- **WORK INSTRUCTION A**: Translate this sentence from the excerpt on the Thabazimbi mine into Spanish: "The cost of material from Thabazimbi has been rising steadily, while volumes have been declining as the mine nears the end of its life in its current form."
- **WORK INSTRUCTION B**: Reproduce the excerpt on the Thabazimbi mine word for word between "CFO Matthias Wellhausen" and "of $110/t by 2016.", inclusive.

SELECTED EXCERPT section start

Both companies have agreed not to disclose the contents of what is an attempt at a “negotiated settlement”, rather than an arbitration process, until a conclusion has been reached.

But Nyembezi-Heita has confirmed that the focus is on extending the life of the mine and reducing its operating costs. She also reveals that no life-extension discussion could be entertained without reference to the so-called Phoenix project, over which AMSA and Kumba have been in ongoing dispute for a number of years.

The cost of material from Thabazimbi has been rising steadily, while volumes have been declining as the mine nears the end of its life in its current form.

A few years ago, AMSA was buying 2.5-million tons yearly from the operation, a figure that has since fallen to around 1-million tons. AMSA has replaced the material through purchases from Assmang’s Beeshoek mine, in the Northern Cape.

CFO Matthias Wellhausen says that, while iron-ore-related costs rose 27% during the six months to June 30, the cost of material from Thabazimbi increased by 54% during the period. He adds that a structural solution is required to support its internal drive to achieved earnings before interest, taxation, depreciation and amortisation of $110/t by 2016.

SELECTED EXCERPT section end
INFORMATION SHOWN section start

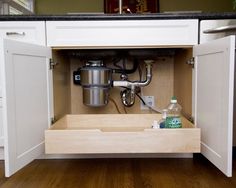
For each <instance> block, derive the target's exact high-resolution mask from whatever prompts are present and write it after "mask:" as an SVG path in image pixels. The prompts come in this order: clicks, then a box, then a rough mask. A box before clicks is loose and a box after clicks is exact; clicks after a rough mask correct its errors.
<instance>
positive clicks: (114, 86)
mask: <svg viewBox="0 0 236 188" xmlns="http://www.w3.org/2000/svg"><path fill="white" fill-rule="evenodd" d="M144 62H145V65H146V79H145V80H144V81H128V80H125V81H113V87H125V88H128V89H126V90H124V91H123V92H122V93H121V99H122V103H123V104H124V105H125V106H127V107H130V106H132V105H133V104H134V102H135V94H136V88H138V87H144V86H147V85H148V84H149V83H150V82H151V80H152V64H153V62H154V61H153V60H144Z"/></svg>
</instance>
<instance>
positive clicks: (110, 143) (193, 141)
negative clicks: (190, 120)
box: [45, 114, 200, 154]
mask: <svg viewBox="0 0 236 188" xmlns="http://www.w3.org/2000/svg"><path fill="white" fill-rule="evenodd" d="M160 118H161V116H160V115H157V114H106V115H66V116H65V117H63V118H62V119H60V120H59V121H57V122H56V123H55V124H54V125H53V126H52V127H51V128H50V129H49V130H46V131H45V148H46V153H47V154H93V153H94V154H95V153H96V154H98V153H101V154H104V153H195V152H200V129H198V128H194V126H193V125H192V124H191V123H190V122H189V121H187V120H186V119H185V118H182V122H183V128H180V129H152V128H151V125H152V122H153V121H154V120H158V119H160Z"/></svg>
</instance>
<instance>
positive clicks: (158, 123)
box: [158, 109, 168, 129]
mask: <svg viewBox="0 0 236 188" xmlns="http://www.w3.org/2000/svg"><path fill="white" fill-rule="evenodd" d="M167 112H168V110H167V109H163V110H162V118H161V119H160V120H159V122H158V124H159V126H160V128H161V129H162V128H165V122H166V117H167Z"/></svg>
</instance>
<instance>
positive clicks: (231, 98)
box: [193, 36, 235, 177]
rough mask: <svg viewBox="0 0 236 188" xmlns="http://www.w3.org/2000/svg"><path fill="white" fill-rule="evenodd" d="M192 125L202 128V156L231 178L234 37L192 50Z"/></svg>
mask: <svg viewBox="0 0 236 188" xmlns="http://www.w3.org/2000/svg"><path fill="white" fill-rule="evenodd" d="M193 54H194V57H195V67H194V71H195V84H194V85H195V99H194V101H195V114H194V116H195V123H196V126H197V127H198V128H201V153H202V154H203V155H204V156H205V157H206V158H207V159H208V160H209V161H211V162H212V163H213V164H214V165H215V166H216V167H217V168H219V169H220V170H221V171H222V172H223V173H224V174H225V175H226V176H228V177H231V176H232V147H233V145H232V134H233V93H234V62H235V57H234V54H235V37H234V36H230V37H225V38H222V39H218V40H215V41H212V42H210V43H205V44H202V45H199V46H196V47H194V49H193Z"/></svg>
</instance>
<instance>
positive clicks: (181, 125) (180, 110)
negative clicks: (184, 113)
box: [165, 96, 182, 128]
mask: <svg viewBox="0 0 236 188" xmlns="http://www.w3.org/2000/svg"><path fill="white" fill-rule="evenodd" d="M167 110H168V111H167V117H166V121H165V128H181V127H182V122H181V110H182V107H181V106H180V105H179V104H178V102H177V99H176V97H175V96H173V97H172V98H171V100H170V104H169V105H168V106H167Z"/></svg>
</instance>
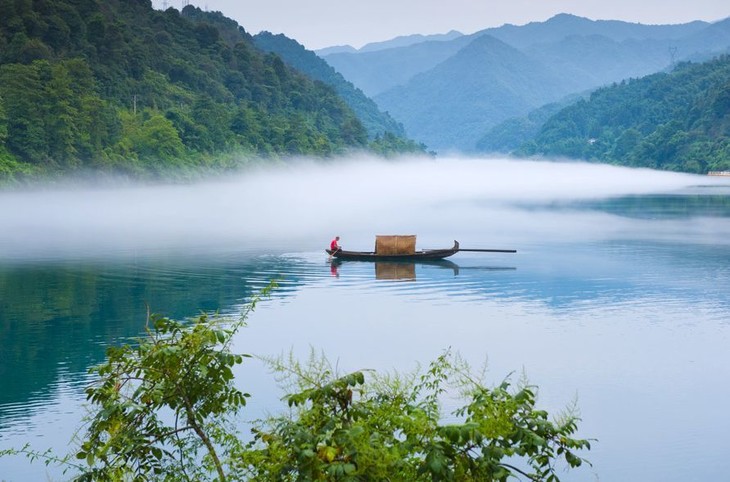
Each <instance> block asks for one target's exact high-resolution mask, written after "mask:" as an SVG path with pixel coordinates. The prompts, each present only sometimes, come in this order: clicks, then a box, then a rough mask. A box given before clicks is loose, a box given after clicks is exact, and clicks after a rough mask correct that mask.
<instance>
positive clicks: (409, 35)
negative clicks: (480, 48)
mask: <svg viewBox="0 0 730 482" xmlns="http://www.w3.org/2000/svg"><path fill="white" fill-rule="evenodd" d="M462 35H464V34H462V33H461V32H458V31H456V30H451V31H449V32H447V33H443V34H433V35H421V34H414V35H402V36H400V37H395V38H394V39H391V40H385V41H383V42H372V43H369V44H365V45H363V46H362V47H361V48H360V49H359V50H358V52H361V53H364V52H376V51H378V50H386V49H392V48H398V47H408V46H410V45H413V44H418V43H423V42H443V41H446V40H453V39H455V38H458V37H461V36H462Z"/></svg>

INFORMATION SHOWN section end

- **RESPONSE BOX A**: El costo del material de Thabazimbi ha ido aumentando de forma constante, mientras que los volúmenes han ido disminuyendo a medida que la mina se acerca al final de su vida útil en su forma actual.

- **RESPONSE BOX B**:
CFO Matthias Wellhausen says that, while iron-ore-related costs rose 27% during the six months to June 30, the cost of material from Thabazimbi increased by 54% during the period. He adds that a structural solution is required to support its internal drive to achieved earnings before interest, taxation, depreciation and amortisation of $110/t by 2016.